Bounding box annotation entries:
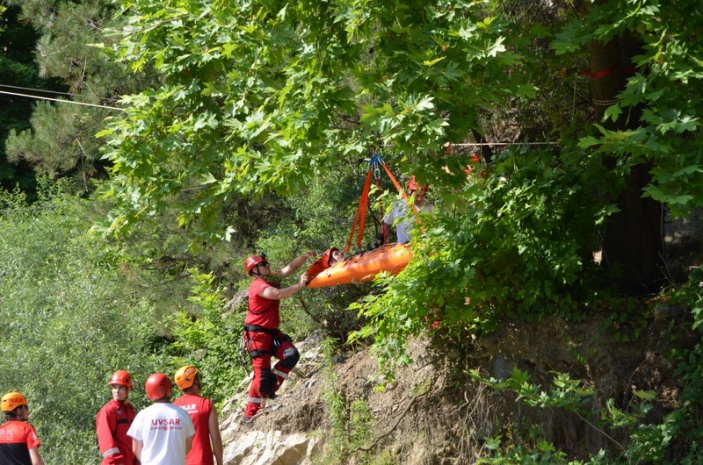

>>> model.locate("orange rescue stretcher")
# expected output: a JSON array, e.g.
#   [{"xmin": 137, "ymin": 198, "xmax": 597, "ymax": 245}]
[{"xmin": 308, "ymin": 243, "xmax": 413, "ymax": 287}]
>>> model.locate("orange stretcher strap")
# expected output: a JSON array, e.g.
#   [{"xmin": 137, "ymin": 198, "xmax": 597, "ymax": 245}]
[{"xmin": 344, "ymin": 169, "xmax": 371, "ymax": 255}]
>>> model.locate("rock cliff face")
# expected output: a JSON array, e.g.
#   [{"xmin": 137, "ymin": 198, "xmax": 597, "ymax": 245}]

— EXERCISE PROMPT —
Arrange every line of the records above as a Markdown table with two columns, "No." for the row number and "Text" for the line. Skip blank lines, and leave the pictures out.

— EXERCISE RESPONSE —
| No. | Text |
|---|---|
| 1 | >>> model.locate("orange rescue stretcher") |
| 2 | # expected output: a JSON array, e.g. |
| 3 | #   [{"xmin": 137, "ymin": 198, "xmax": 597, "ymax": 245}] |
| 4 | [{"xmin": 308, "ymin": 243, "xmax": 413, "ymax": 287}] |
| 5 | >>> model.locate("orange stretcher strap") |
| 6 | # expected output: a JSON array, e.g. |
| 7 | #   [{"xmin": 137, "ymin": 198, "xmax": 597, "ymax": 245}] |
| 8 | [{"xmin": 344, "ymin": 169, "xmax": 371, "ymax": 255}] |
| 9 | >>> model.locate("rock cliff face") |
| 10 | # expected output: a JSON array, e.g. |
| 11 | #   [{"xmin": 137, "ymin": 198, "xmax": 597, "ymax": 245}] |